Poursuivez l'article ci-dessous, consacré aux personnes diabétiques face à l'épidémie et à la vaccination, à la suite de sa dernière phrase.

═════ Extrait sélectionné

« Les personnes diabétiques ont payé un lourd tribut à l'épidémie, le diabète étant un des facteurs de risque des formes graves », rappelle le Dr Jean-François Thébaud, vice-président de la FFD. Cela s'explique, précise le Pr Charles Thivolet, président de la Société francophone du diabète (SFD) par « le fait qu'une infection vitale risque de déséquilibrer le diabète ; en outre, certaines comorbidités (obésité, hypertension artérielle) aggravent l'évolution clinique. Enfin, la prise de corticoïdes pour contrer une réaction inflammatoire, notamment chez les jeunes, perturbe, encore une fois, la glycémie ».
Selon l'étude Coronado, portant sur près de 3 000 patients diabétiques, les personnes les plus à risque sont les hommes âgés de 70 ans en moyenne, atteints d'un diabète de type 2 avec des complications micro et macrovasculaires, en surpoids voire obèses, souffrant d'hypertension artérielle et traités par metformine ou/et par insuline.
Encore 900 000 diabétiques non vaccinés, fin juin
« La vaccination réduit le risque de développer une forme grave. La balance bénéfice-risque pour les diabétiques est très largement positive. Or certains ne sont pas vaccinés », déplore le Dr Thébaut. Selon les données de l'assurance-maladie, au 27 juin, 75 % des diabétiques ont reçu une première injection, 63 % une seconde. Des chiffres supérieurs à ceux de la population générale (respectivement 50 % et 32 %), mais insuffisants par rapport au surrisque, considère Marguerite Cazeneuve, directrice déléguée à la gestion et à l’organisation des soins à la Caisse nationale d'assurance maladie (CNAM), puisqu'encore 900 000 diabétiques (sur 3,5 millions) ne sont pas du tout immunisés.
Ce sont des proportions semblables que reflète l'enquête Diabépi, conduite auprès de 3 507 personnes (en majorité inscrites dans le Diabète Lab de la FFD), entre avril et mai 2021, puisque 63 % se déclarent vaccinés et 25 % en attente d'une injection… Et 11 % ne souhaitent pas être immunisés. À la question : êtes-vous favorables à la vaccination ? 15 % répondent « non » ou « pas du tout ».
Crise de confiance
Pourquoi ? L'enquête Diabépi permet de cerner deux profils. Les plus favorables seraient des hommes, avec un bac +2, une profession à haut niveau de revenu et avec un diabète équilibré sans comorbidité. Les moins favorables seraient des femmes, avec un niveau d'étude inférieur au bac, une profession moins rémunératrice et moins stable, et avec un diabète mal équilibré − soit paradoxalement, les patients pour lesquels la balance bénéfice-risque serait la meilleure.

══════════
═════ Jeu de données

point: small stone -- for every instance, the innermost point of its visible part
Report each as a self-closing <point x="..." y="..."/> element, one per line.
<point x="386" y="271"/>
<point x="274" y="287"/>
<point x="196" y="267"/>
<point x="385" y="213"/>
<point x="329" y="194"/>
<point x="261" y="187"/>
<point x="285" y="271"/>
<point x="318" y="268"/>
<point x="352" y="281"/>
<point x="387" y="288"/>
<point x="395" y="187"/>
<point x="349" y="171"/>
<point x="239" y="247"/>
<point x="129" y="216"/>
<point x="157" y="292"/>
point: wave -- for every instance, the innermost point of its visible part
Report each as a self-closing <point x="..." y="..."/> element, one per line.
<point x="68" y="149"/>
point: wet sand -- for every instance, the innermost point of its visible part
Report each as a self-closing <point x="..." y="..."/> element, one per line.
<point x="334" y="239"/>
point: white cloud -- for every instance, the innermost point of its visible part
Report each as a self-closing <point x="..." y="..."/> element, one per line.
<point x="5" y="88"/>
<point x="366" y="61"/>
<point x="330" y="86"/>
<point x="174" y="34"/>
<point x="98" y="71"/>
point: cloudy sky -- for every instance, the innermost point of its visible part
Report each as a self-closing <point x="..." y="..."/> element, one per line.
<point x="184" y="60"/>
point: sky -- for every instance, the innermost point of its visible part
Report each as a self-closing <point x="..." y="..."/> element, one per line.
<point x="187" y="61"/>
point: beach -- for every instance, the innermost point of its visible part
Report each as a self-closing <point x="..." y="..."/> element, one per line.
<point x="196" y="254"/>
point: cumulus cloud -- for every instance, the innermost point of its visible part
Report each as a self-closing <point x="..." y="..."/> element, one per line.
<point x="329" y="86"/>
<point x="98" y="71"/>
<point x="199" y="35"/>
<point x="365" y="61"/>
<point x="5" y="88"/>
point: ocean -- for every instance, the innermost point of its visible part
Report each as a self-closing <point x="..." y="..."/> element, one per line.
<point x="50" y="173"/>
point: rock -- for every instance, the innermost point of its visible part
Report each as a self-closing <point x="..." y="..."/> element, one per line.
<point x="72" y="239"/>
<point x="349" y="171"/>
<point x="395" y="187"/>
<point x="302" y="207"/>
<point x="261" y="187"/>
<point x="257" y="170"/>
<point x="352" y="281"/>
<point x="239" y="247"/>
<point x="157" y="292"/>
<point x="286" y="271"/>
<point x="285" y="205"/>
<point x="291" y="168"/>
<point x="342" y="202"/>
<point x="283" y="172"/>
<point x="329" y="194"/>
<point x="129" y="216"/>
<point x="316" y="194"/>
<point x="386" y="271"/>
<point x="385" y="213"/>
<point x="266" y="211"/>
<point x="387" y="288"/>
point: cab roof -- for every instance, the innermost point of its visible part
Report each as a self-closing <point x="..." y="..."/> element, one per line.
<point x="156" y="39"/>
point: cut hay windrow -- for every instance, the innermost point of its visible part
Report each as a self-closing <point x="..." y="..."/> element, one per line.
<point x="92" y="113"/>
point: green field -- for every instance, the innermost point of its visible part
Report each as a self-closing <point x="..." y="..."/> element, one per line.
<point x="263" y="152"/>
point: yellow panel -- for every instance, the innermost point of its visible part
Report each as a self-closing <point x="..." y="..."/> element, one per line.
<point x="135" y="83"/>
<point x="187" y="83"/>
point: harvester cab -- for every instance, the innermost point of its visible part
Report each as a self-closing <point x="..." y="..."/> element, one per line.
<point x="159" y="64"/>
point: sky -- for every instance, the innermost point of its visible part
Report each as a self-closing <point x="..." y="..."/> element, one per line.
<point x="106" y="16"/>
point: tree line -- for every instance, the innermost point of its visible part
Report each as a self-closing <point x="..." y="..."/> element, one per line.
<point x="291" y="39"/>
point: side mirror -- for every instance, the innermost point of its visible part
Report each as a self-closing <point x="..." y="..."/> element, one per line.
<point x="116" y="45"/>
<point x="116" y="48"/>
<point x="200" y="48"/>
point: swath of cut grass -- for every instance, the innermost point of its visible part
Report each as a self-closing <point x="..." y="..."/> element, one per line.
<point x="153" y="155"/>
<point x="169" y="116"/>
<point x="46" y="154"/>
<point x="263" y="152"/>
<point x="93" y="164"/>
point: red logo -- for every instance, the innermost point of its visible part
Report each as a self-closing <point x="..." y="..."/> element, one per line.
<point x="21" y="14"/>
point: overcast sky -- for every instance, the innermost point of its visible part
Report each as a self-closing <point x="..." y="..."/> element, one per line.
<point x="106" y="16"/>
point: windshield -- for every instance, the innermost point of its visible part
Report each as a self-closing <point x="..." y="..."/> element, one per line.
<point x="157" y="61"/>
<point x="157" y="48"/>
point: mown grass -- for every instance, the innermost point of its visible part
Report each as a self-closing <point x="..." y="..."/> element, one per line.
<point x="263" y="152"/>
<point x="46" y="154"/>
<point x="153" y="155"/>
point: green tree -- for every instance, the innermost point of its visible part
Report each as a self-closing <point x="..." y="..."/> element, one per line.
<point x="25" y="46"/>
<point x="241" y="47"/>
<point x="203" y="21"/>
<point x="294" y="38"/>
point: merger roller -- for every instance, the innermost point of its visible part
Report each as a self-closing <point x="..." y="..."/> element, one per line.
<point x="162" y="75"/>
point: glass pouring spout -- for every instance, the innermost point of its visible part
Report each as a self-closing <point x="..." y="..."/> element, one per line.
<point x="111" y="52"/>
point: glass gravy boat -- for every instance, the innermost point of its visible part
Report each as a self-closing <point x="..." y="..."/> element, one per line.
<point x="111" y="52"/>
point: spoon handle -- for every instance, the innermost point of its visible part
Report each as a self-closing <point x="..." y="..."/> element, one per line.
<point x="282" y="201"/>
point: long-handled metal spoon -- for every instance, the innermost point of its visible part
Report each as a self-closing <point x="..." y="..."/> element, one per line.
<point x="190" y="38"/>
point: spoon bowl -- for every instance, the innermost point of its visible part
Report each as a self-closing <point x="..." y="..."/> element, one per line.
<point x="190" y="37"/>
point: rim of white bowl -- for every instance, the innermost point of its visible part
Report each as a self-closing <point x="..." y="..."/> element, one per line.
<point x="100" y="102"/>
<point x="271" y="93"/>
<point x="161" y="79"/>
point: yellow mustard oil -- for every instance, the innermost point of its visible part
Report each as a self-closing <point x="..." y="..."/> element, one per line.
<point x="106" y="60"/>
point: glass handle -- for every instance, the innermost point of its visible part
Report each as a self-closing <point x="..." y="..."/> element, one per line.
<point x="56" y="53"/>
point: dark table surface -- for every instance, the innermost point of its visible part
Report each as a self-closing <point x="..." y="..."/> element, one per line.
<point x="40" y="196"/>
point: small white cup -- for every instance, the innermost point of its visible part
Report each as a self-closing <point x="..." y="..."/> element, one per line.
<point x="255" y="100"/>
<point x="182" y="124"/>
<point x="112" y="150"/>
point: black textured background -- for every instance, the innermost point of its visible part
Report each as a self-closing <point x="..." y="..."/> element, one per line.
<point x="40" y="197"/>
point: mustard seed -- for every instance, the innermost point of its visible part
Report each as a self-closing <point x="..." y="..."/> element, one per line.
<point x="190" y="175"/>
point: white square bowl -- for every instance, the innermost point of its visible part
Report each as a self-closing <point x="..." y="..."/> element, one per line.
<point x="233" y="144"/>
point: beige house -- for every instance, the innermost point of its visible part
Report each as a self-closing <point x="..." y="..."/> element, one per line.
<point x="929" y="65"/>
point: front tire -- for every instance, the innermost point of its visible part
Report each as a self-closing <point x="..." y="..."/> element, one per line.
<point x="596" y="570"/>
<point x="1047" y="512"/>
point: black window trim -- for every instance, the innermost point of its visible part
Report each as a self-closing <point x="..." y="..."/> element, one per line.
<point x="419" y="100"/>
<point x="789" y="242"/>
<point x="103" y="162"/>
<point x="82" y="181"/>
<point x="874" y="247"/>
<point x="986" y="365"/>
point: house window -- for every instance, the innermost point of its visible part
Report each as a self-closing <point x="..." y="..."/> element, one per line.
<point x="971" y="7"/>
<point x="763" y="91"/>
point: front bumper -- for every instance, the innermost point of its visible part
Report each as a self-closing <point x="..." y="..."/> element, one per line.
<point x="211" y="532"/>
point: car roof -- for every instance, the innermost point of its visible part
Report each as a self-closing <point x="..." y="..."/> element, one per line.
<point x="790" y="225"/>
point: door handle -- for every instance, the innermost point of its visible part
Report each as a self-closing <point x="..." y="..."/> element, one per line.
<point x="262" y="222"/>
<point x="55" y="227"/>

══════════

Zone de réponse:
C'est ainsi dans un contexte de précarité et de faible niveau d'étude que s'implante une crise de confiance, non pas tant dans l'efficacité des vaccins, pointe le sociologue Nicolas Naïditch, responsable du Diabète LAB, que dans leur innocuité et leur absence d'effets toxiques. Quelque 49 % des participants à l'enquête ont le sentiment de n'être pas assez bien informés pour en juger et 23 % déclarent que la politique de priorisation vaccinale était difficile à comprendre et susceptible de les faire renoncer à la vaccination − ce qui n'est pas sans lien avec une certaine défiance à l'égard des autorités de santé.
Pharmaciens et médecins en première ligne
La CNAM et la FFD conjuguent leurs efforts pour convaincre la minorité réticente. La première a déjà envoyé un SMS à tous les diabétiques, leur proposant un numéro d'appel coupe-file pour se faire vacciner, tandis que les infirmiers conseillers en santé du service Sophia ont appelé les adhérents diabétiques. Mais encore 16 % refusent la proposition de prise de rendez-vous.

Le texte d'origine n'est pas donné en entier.